As a therapist, my broader goal is in helping you experience higher states of fulfillment, joy, and peace of mind - rather than simply helping you decrease the symptoms you're having. It's about happiness and each person's unique recipe for that. I work well with a wide variety of psychoemotional problems such as anxiety, depression, psychosis - and relationship difficulties with family, friendships, or love life. Examining and improving the way we do relationship in our lives can be so helpful.

The backbone of my therapy approach is humanistic-existential therapy and cognitive-behavioral. I also bring in some elements from mindfulness and transpersonal psychology. I have years of experience as a clinical supervisor training intern therapists, as well as teaching classes at graduate school.

My style as a therapist is warm and easygoing. Holistic means understanding the way that the different dimensions of your life - psychology, relationships, biology and health, work, play, and perhaps spirituality - come together to create your overall level of wellness.

A main specialty of mine is treating addiction, and I'm an original researcher and theorist in the field. I recently published my "Multidimensional Developmental Theory (MDT) of substance addiction," which essentially rewrites the foundational rules of what addiction and recovery are, what is possible in recovery, and what a recovery process might look like. I developed this theory during my doctoral dissertation research project, and then refined it in the years afterward.

This theory represents a paradigm shift away from conventional ideas that one is a) an addict for life, b) that addiction is best understood as a progressive brain disease, c) that one cannot fully recover, d) that 12-step participation is required; and that e) all recovering people need lifelong abstinence.

I hypothesize instead that people can fully recover from addiction. You aren't defined forever by your addiction - and you don't have to be defined forever by being in recovery either if you don't want. As one of my research study participants with 20 years sobriety said, "why should I be defined by a period of my life that occurred, literally, during the Clinton administration?"

EXPLORE THE MATERIAL>
1/ In the therapist's statement, rewrite the paragraph that begins "This theory represents a paradigm shift" as a short list.
2/ Write the next part of the therapist's statement, picking up after its final sentence.

DATA>
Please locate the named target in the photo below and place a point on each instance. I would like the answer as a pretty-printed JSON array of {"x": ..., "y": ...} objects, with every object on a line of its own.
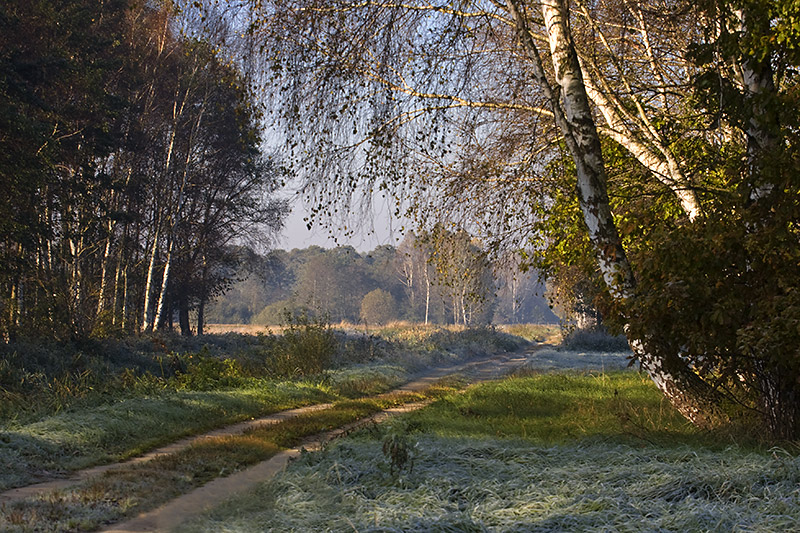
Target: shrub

RESULTS OF THE EXERCISE>
1/
The theory moves away from the usual ideas that:
- a person is an addict for life
- addiction is best understood as a progressive brain disease
- a person cannot fully recover
- taking part in a 12-step program is required
- everyone in recovery needs lifelong abstinence

2/
Rather than a progressive brain disease that one simply has, I hypothesize that addiction is a multidimensional developmental process that one is engaged in. In the brain disease model neurobiology is king - in the MDT neurobiology is simply one of multiple, dynamically interacting dimensions of development. I hypothesize that the severity of addiction is a function of the degree of change/development occurring in multiple dimensions of a person's life. Likewise to the extent that beneficial multidimensional change/development occurs, one can achieve increasing degrees of full recovery.

In my theory ion addiction and recovery truly individualized treatment is paramount, full recovery is possible, and substance use decisions are made on an individual, not global basis. The reality is that for many people with serious addictions, full abstinence from the problem substance is often needed, or needed for a time. But not for everybody. And other people may need complete abstinence from their problem substances, but may well be able to use other substances successfully. Likewise many people recover without inpatient rehab or 12-step programs - it's a myth that if you don't go to a 12-step program "you're not actually in recovery." This said though I think AA and NA are wonderful for those who resonate with them.

I'm in the midst of preparing quite a bit of additional website content related to the multidimensional developmental theory (MDT). For now though, if you're interested in reading the peer-reviewed article I published click on the link below. Perhaps skip ahead to the "Clinical Implications and Theory Predictions" section for the part that's most immediately accessible and relevant to therapy with me.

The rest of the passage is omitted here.